* [WRITTEN PROBLEM] Set out the part of the material below that opens with the line containing "If you could drop a marker on the man's beard, one" and closes with the line containing "[(295, 289)]", both ends included, as a Markdown table with the columns Row and Line. Give each line its own numbered row and leave out blank lines.
-- Start of RECORD EXTRACTS --
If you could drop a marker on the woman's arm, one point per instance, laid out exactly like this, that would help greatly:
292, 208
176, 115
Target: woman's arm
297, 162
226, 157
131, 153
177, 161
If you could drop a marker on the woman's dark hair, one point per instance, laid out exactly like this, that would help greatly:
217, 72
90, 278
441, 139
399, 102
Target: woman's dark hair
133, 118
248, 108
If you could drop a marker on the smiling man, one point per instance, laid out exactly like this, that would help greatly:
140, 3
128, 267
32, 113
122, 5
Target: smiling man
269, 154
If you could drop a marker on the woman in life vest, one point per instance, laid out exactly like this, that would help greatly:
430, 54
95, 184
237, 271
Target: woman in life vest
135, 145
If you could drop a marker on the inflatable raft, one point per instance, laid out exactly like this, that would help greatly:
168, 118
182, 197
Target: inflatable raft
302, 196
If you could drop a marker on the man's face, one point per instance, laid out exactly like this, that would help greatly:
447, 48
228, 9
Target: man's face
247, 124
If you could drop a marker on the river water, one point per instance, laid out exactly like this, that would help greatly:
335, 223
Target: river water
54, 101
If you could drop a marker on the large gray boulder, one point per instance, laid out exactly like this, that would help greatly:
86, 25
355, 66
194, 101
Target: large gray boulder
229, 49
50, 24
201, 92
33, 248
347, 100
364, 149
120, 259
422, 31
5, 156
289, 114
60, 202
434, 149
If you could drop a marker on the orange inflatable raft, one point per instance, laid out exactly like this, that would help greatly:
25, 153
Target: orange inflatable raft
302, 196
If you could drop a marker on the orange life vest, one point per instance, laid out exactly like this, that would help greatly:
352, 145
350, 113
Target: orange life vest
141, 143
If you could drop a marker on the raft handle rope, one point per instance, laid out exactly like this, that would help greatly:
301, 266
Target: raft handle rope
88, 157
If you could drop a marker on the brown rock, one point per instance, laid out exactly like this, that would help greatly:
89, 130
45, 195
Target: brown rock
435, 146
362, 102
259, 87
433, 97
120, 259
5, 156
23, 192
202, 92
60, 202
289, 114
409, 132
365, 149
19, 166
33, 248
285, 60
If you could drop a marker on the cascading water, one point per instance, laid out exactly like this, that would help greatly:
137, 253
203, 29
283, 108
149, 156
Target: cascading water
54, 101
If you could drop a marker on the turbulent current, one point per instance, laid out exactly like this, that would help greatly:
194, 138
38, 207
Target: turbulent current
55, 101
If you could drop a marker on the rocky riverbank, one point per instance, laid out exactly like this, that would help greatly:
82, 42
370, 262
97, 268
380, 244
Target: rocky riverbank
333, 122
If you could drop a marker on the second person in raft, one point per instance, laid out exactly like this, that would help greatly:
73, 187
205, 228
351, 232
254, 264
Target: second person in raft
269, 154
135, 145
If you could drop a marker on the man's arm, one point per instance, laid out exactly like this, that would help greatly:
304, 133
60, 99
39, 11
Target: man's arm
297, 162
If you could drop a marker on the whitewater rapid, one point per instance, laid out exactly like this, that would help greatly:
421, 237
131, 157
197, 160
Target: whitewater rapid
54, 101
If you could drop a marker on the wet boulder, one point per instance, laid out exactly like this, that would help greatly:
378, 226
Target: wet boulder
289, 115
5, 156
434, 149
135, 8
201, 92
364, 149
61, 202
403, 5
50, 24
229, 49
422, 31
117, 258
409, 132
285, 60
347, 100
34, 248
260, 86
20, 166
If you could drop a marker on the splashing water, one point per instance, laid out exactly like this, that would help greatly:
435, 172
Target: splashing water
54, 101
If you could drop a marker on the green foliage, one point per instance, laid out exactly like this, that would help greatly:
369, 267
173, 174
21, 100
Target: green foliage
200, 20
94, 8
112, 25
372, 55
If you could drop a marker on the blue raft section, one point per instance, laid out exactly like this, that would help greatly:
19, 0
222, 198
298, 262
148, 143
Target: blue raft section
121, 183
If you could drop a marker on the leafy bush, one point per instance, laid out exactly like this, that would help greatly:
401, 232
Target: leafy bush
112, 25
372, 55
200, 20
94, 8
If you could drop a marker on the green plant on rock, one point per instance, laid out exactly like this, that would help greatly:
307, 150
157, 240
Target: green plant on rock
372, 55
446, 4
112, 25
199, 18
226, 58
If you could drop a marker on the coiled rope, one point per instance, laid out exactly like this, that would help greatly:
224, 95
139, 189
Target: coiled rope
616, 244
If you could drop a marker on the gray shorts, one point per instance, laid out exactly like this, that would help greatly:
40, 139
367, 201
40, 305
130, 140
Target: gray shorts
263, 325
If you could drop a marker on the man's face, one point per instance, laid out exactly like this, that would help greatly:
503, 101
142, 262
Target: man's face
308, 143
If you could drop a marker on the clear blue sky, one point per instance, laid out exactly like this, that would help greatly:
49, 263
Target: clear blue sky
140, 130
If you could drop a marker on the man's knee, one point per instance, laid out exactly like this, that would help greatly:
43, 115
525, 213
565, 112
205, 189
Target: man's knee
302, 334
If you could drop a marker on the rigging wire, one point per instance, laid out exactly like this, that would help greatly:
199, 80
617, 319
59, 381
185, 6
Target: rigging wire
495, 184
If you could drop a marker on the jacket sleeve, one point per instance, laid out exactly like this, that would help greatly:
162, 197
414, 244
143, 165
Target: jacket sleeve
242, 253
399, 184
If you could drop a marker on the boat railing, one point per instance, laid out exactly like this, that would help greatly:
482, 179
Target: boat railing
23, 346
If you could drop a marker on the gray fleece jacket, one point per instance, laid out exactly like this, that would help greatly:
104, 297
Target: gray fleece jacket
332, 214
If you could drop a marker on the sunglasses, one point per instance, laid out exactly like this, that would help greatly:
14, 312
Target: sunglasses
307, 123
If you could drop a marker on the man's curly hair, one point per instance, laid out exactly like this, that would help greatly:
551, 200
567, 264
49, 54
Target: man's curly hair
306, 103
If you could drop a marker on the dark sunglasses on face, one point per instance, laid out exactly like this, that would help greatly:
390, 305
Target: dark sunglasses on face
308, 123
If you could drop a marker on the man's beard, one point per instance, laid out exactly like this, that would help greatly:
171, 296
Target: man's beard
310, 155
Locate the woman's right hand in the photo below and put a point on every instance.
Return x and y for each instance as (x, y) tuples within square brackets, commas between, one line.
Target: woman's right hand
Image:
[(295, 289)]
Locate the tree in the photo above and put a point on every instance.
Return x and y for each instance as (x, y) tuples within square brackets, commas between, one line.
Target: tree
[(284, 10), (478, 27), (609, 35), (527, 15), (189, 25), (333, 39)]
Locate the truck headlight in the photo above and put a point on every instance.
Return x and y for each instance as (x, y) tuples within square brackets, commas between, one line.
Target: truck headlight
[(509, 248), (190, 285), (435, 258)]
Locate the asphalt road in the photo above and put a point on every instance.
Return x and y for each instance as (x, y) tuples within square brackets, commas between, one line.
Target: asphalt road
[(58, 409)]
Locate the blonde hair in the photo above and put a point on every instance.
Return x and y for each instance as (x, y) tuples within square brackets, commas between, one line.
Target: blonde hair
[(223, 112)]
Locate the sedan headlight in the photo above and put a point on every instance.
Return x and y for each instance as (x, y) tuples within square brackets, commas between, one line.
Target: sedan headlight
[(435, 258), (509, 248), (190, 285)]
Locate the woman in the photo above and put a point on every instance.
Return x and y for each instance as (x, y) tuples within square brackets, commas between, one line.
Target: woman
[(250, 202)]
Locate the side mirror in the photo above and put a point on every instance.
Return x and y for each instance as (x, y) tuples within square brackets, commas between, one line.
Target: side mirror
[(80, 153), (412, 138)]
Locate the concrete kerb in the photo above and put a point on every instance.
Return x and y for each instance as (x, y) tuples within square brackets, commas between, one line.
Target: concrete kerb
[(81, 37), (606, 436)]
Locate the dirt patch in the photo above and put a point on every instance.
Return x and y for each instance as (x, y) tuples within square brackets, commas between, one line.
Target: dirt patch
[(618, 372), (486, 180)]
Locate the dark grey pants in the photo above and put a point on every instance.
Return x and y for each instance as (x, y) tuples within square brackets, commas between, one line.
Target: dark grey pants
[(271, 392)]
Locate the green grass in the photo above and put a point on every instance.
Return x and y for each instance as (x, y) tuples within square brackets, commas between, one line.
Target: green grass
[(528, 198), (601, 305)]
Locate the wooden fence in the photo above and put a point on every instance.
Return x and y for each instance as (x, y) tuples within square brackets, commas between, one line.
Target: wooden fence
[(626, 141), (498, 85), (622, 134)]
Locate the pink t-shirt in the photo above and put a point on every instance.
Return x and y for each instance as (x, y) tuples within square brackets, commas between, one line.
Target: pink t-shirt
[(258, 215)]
-- End of RECORD EXTRACTS --
* [ANSWER TO THE PROBLEM]
| Row | Line |
|---|---|
| 1 | If you could drop a marker on the man's beard, one point per instance, laid out exactly like this, that would help greatly: |
| 2 | 171, 296 |
| 3 | Target: man's beard |
| 4 | 310, 155 |
| 5 | Locate the woman's right hand in the photo below and put a point on every instance. |
| 6 | Return x and y for each instance as (x, y) tuples within square brackets, commas between, one line. |
| 7 | Target: woman's right hand |
| 8 | Image: |
| 9 | [(295, 289)] |